What the exercise asks
Please count the lines of the records below that contain the string "polygon", and reply with that number alone.

Provided records
_ _ _ _ _

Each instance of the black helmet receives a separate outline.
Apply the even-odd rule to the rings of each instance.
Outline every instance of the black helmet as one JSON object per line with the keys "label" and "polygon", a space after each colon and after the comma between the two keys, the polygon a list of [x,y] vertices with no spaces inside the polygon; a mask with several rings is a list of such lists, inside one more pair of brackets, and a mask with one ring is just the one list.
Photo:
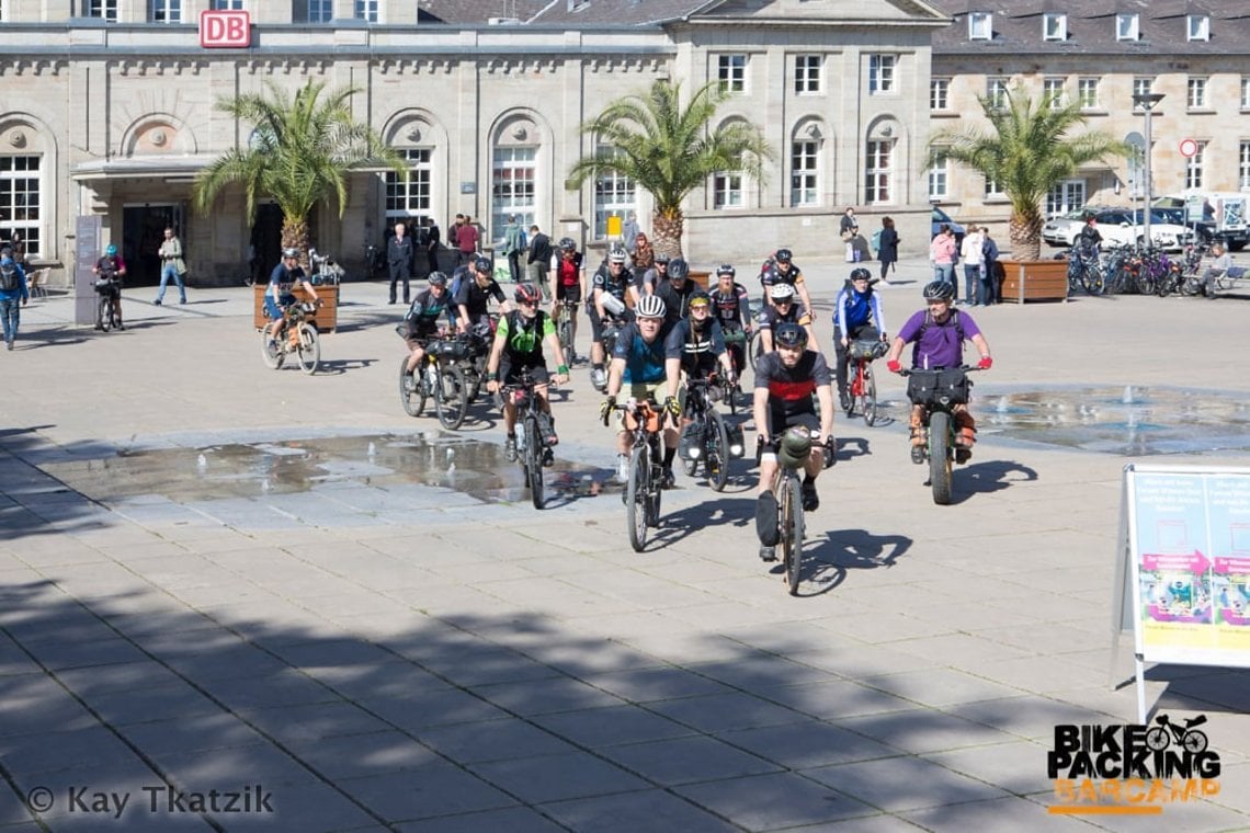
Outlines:
{"label": "black helmet", "polygon": [[772,340],[779,347],[806,347],[808,331],[792,321],[786,321],[778,326]]}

_ _ _ _ _

Answer to the problem
2